# TASK DATA
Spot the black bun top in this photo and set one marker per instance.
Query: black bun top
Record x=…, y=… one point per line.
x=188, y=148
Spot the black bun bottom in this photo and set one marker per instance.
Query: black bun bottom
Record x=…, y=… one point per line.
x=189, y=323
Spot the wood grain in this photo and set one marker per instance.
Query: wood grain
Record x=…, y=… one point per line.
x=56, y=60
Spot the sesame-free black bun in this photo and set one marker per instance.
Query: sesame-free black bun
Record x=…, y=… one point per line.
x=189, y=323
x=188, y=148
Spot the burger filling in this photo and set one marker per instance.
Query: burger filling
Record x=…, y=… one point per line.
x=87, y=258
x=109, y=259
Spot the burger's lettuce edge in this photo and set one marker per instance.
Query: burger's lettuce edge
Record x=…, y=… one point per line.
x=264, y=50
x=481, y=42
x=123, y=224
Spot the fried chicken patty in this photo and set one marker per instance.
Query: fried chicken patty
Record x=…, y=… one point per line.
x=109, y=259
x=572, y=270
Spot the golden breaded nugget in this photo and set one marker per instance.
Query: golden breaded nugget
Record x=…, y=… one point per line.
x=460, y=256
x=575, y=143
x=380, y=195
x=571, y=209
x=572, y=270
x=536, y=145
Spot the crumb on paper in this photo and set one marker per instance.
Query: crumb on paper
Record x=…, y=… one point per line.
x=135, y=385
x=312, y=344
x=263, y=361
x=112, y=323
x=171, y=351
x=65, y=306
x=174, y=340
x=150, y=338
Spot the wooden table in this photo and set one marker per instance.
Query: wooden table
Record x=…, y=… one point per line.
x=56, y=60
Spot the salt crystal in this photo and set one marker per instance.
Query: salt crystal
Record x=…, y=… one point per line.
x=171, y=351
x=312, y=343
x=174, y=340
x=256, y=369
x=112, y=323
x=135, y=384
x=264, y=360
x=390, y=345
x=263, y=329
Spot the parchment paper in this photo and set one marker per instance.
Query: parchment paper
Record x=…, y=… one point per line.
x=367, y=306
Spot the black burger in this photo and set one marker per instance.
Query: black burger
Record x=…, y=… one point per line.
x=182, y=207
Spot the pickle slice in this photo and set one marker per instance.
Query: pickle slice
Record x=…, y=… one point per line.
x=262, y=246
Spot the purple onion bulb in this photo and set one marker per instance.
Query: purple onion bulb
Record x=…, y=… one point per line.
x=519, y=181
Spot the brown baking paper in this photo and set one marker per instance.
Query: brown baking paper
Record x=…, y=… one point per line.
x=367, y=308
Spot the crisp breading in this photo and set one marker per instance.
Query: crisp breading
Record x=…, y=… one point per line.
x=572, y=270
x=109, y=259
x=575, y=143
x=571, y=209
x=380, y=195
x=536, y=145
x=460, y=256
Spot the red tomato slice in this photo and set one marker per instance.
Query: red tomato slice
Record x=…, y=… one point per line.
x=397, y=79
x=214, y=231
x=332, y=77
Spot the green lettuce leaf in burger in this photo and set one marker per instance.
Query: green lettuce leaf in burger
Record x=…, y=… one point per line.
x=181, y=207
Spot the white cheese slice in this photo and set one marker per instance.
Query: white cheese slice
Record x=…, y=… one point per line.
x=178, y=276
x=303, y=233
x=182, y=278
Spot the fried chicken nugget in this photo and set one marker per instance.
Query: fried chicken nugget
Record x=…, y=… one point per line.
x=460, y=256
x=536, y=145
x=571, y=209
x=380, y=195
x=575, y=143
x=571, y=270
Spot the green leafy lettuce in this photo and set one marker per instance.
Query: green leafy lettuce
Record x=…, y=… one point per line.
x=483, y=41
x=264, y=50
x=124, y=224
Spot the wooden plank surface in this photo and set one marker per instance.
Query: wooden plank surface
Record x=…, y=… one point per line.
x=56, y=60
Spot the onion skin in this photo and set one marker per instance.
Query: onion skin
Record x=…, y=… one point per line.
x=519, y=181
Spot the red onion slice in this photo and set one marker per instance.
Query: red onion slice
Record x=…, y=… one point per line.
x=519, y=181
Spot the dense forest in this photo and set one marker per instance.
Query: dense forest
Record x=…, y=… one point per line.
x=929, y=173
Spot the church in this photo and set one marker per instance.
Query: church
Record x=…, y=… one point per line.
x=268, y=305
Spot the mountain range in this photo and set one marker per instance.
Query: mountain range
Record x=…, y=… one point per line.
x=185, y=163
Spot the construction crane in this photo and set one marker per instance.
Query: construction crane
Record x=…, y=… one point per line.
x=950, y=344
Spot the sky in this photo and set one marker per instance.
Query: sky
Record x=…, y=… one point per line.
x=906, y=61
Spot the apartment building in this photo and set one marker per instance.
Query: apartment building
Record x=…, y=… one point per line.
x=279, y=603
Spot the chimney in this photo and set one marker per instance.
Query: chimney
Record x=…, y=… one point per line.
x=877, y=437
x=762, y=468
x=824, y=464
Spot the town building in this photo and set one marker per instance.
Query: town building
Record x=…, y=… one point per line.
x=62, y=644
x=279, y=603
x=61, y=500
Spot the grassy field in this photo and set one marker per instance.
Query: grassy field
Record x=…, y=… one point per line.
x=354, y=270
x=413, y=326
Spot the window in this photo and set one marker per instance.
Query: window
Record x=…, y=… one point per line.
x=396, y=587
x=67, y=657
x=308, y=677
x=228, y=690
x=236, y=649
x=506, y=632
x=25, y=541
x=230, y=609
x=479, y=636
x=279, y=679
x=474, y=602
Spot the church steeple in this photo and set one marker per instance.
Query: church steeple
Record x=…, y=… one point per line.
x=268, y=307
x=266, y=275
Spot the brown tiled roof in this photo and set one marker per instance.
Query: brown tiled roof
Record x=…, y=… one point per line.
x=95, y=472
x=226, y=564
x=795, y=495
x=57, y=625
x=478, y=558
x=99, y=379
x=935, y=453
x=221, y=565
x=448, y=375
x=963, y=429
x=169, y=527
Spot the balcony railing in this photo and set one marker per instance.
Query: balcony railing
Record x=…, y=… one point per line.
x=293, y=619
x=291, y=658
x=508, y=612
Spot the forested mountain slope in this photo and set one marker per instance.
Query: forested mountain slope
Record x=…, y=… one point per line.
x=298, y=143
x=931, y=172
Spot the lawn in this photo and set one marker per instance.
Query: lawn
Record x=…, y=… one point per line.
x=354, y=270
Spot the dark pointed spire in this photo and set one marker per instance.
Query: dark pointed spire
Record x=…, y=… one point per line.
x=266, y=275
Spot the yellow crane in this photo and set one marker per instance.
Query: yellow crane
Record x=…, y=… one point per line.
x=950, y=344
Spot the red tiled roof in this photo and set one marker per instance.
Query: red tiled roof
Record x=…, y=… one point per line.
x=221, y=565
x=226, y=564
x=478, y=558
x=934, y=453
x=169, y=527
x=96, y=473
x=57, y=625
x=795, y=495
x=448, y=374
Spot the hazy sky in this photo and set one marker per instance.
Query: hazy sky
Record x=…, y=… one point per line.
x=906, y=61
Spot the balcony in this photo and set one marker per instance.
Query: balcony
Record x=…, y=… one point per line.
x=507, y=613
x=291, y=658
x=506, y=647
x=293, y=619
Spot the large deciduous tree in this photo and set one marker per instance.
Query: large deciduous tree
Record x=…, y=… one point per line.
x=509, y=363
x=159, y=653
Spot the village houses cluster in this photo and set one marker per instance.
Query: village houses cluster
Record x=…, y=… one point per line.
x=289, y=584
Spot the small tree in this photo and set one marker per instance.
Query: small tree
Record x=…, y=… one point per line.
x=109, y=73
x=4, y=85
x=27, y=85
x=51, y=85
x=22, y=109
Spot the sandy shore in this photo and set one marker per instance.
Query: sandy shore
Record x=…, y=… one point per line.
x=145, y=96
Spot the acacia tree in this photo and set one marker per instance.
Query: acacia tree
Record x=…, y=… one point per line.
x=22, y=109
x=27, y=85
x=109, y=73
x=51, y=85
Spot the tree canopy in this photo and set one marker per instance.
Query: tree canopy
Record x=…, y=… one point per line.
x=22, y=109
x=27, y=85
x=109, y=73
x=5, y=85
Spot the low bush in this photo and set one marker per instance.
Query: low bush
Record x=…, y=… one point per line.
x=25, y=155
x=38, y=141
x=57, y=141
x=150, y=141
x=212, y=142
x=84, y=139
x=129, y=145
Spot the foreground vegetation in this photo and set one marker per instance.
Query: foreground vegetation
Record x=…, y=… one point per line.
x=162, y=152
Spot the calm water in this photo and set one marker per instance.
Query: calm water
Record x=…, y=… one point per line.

# EXERCISE REQUIREMENTS
Return only the stretch of the material above from the line holding "Query: purple onion bulb" through the line holding "Query: crisp breading", copied exactly.

# SOLVED EXERCISE
Query: purple onion bulb
Record x=…, y=… one point per line.
x=519, y=181
Spot the brown baking paper in this photo and set one marker per instance.
Query: brown baking paper
Record x=…, y=… one point per line.
x=367, y=308
Spot the crisp breading in this photo and set one marker per instance.
Query: crisp breading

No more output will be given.